Text excerpt:
──────────

For proprietary applications in IoT, the iq stanza might be sufficient. But there are instances where it is not. One such instance is if the response is slow to be collected, and partial results have to be returned to show progress. This might be the case when communicating with devices behind gateways, behind which very slow communication protocols are used. Another important instance, is if interoperable solutions are desired. In such cases, proprietary solutions create walled gardens that are difficult to integrate in larger contexts.

To facilitate the creation of an open and loosely coupled architecture that enable interoperability between things and applications, XEP-0323: Internet of Things - Sensor Data was created. It defines a Request/Response mechanism where sensor data can be read from devices asynchronously. Apart from the normal request/response mechanism provided by the iq stanza, it allows for slow responders and defines a data format that can be used to encapsulate sensor data in an interoperable manner. It is designed to allow new types of devices to be added to networks without the need to upgrading software to perform basic tasks, such as sensor data readout, machine processing of data and presentation of data to human users. It also allows devices from different manufacturers and applications from different developers to exchange data seemlessly.

IoT Request/Response
Example of asynchronous Request/Response flow in XEP-0323

Asynchronous Messaging

The Asynchronous Messaging communication pattern allows peers in the network to asynchronously send messages in real-time between each other when they decide to, not when requested. This is done by encapsulating the content of the message into a message stanza, which is built into XMPP. The receiver of a message is always informed who sent the message.

To facilitate the interchange of IoT-data in asynchronous messages between things from different manufacturers, IoT data can be encapsulated using the sensor data format defined in XEP-0323: Internet of Things - Sensor Data or control format defined in XEP-0325: Internet of Things - Control.

──────────

Problem to solve:
Reproduce the XMPP IoT messaging passage above word for word, in full.

──────────

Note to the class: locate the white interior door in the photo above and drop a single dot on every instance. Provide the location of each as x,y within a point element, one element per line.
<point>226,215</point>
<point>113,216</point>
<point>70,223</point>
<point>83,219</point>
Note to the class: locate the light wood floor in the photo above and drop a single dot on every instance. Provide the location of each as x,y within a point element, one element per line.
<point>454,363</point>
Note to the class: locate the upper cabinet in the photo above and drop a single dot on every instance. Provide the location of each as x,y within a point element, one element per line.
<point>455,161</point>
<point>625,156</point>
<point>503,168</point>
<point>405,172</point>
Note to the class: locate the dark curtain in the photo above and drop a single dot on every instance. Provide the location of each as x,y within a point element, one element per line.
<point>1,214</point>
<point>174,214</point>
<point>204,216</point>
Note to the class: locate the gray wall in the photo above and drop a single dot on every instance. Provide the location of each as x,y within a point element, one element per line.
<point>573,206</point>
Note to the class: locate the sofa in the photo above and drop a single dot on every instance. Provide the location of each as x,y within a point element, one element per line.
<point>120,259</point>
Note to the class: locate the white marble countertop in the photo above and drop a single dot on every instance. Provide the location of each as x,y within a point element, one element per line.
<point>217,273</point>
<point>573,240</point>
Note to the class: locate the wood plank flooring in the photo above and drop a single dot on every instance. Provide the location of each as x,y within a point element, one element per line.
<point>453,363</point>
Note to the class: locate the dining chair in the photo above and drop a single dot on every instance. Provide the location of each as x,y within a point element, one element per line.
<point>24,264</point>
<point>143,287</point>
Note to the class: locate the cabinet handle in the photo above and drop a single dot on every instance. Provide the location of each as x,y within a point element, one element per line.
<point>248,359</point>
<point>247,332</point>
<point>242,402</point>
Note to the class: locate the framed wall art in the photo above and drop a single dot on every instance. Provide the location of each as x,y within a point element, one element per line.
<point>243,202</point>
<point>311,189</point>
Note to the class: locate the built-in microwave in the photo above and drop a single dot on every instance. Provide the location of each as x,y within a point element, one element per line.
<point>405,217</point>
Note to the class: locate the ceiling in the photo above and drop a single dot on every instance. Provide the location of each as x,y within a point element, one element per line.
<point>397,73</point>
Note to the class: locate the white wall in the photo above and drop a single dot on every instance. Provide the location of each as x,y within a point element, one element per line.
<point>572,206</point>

──────────

Reply:
For proprietary applications in IoT, the iq stanza might be sufficient. But there are instances where it is not. One such instance is if the response is slow to be collected, and partial results have to be returned to show progress. This might be the case when communicating with devices behind gateways, behind which very slow communication protocols are used. Another important instance, is if interoperable solutions are desired. In such cases, proprietary solutions create walled gardens that are difficult to integrate in larger contexts.

To facilitate the creation of an open and loosely coupled architecture that enable interoperability between things and applications, XEP-0323: Internet of Things - Sensor Data was created. It defines a Request/Response mechanism where sensor data can be read from devices asynchronously. Apart from the normal request/response mechanism provided by the iq stanza, it allows for slow responders and defines a data format that can be used to encapsulate sensor data in an interoperable manner. It is designed to allow new types of devices to be added to networks without the need to upgrading software to perform basic tasks, such as sensor data readout, machine processing of data and presentation of data to human users. It also allows devices from different manufacturers and applications from different developers to exchange data seemlessly.

IoT Request/Response
Example of asynchronous Request/Response flow in XEP-0323

Asynchronous Messaging

The Asynchronous Messaging communication pattern allows peers in the network to asynchronously send messages in real-time between each other when they decide to, not when requested. This is done by encapsulating the content of the message into a message stanza, which is built into XMPP. The receiver of a message is always informed who sent the message.

To facilitate the interchange of IoT-data in asynchronous messages between things from different manufacturers, IoT data can be encapsulated using the sensor data format defined in XEP-0323: Internet of Things - Sensor Data or control format defined in XEP-0325: Internet of Things - Control.